Region pointing data:
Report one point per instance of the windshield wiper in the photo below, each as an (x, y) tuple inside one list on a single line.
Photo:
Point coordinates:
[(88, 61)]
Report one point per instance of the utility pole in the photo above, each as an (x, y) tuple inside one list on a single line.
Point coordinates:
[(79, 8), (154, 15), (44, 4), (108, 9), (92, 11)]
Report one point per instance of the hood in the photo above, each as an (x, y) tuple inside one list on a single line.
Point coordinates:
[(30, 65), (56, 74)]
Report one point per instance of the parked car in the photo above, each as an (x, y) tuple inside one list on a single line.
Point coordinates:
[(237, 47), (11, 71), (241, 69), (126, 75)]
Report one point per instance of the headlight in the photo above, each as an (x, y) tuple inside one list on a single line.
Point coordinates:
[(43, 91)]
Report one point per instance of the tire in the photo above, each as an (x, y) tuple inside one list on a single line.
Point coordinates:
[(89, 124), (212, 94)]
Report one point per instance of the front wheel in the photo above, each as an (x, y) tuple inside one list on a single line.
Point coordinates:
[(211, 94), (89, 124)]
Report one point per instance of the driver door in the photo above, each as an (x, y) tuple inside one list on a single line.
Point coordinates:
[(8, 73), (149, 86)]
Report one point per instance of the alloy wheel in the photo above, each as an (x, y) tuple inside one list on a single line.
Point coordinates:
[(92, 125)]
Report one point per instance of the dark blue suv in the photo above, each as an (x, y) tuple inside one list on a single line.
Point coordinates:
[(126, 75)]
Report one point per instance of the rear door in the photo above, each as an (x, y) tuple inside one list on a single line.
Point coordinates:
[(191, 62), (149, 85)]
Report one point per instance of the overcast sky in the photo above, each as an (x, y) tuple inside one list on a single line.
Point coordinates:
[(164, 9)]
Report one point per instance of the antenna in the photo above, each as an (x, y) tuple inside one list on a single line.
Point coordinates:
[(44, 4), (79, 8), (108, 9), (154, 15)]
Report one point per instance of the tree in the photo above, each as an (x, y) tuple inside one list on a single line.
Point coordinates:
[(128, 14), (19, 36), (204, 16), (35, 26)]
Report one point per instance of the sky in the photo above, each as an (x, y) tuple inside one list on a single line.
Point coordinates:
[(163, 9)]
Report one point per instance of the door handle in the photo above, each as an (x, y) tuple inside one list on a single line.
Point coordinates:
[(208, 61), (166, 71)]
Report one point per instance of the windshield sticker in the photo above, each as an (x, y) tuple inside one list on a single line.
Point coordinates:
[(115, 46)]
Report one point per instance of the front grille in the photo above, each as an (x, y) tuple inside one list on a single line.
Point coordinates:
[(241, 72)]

Activity
All entries are to be reproduced verbatim, with none omitted.

Finished exercise
Report one point per instance of the windshield wiper in the photo below, each as an (x, y) tuple inside one list on a single line.
Photo:
Point coordinates:
[(88, 61)]
Report one point per instance of the utility pole in the photo above, each as an (x, y) tuple inside one list on a single line.
Point coordinates:
[(79, 8), (154, 15), (44, 4), (108, 9), (92, 11)]
Report one point per instance of the hood in the photo above, each as an (x, y) tuple inside one list on a single line.
Point coordinates:
[(30, 65), (56, 74)]
Report one point per instance of the parked car in the photo above, each as an (x, y) tuple inside one list on a single line.
Point coordinates:
[(237, 47), (11, 71), (241, 69), (126, 75)]
Report one point per instance of the headlight in the photo above, each as an (x, y) tuple inside one list on a single line.
Point coordinates:
[(43, 91)]
Report one point per instance of the tire in the photo above, each as an (x, y) tuple inside one list on a single line.
Point coordinates:
[(89, 124), (212, 94)]
Report one point per instance of the front wheel in the photo above, each as an (x, y) tuple inside one list on a single line.
Point coordinates:
[(211, 94), (89, 124)]
Report one point per instance of the driver door in the photo above, each as an (x, y) tuple inside one list on a single line.
Point coordinates:
[(8, 73), (149, 86)]
Report one point per instance of the alloy wheel in the photo above, each as an (x, y) tuple inside one list on a single line.
Point coordinates:
[(92, 125)]
Report one point per instance of the dark blue suv in the photo above, each as an (x, y) tuple inside one list on a single line.
Point coordinates:
[(126, 75)]
Report one point per instance of the rear door in the photo above, each as an (x, y) tuple inside one list on a single line.
Point coordinates:
[(191, 62), (149, 85)]
Report one point per instance of the overcast sky in the photo above, each as an (x, y) tuple inside one list on a single line.
Point coordinates:
[(164, 9)]
Report one point per instance of the antenna in the photo above, each as an (x, y) tuple inside one list on a single line.
Point coordinates:
[(44, 4), (79, 8), (108, 9), (154, 15)]
Report one point per instance of the tree in the photo above, each as an (x, y) tuple inside one list on a single line.
Point coordinates:
[(128, 14), (19, 36), (204, 16), (35, 26)]
Report one point per instance of the sky in the photo above, each as an (x, y) tuple inside one list on a single line.
Point coordinates:
[(163, 9)]
Report one point per instance of the door handle in the photo above, each as an (x, y) tuple inside one list on a single line.
Point coordinates:
[(208, 61), (166, 71)]
Report one point per instance of the windshield sticker in the photo above, each as an (x, y) tuple inside one list on a single line.
Point coordinates:
[(115, 46)]
Report one point per instance of the front grille in the photo above, each as an (x, y) tuple inside one list on a single line.
Point coordinates:
[(241, 72)]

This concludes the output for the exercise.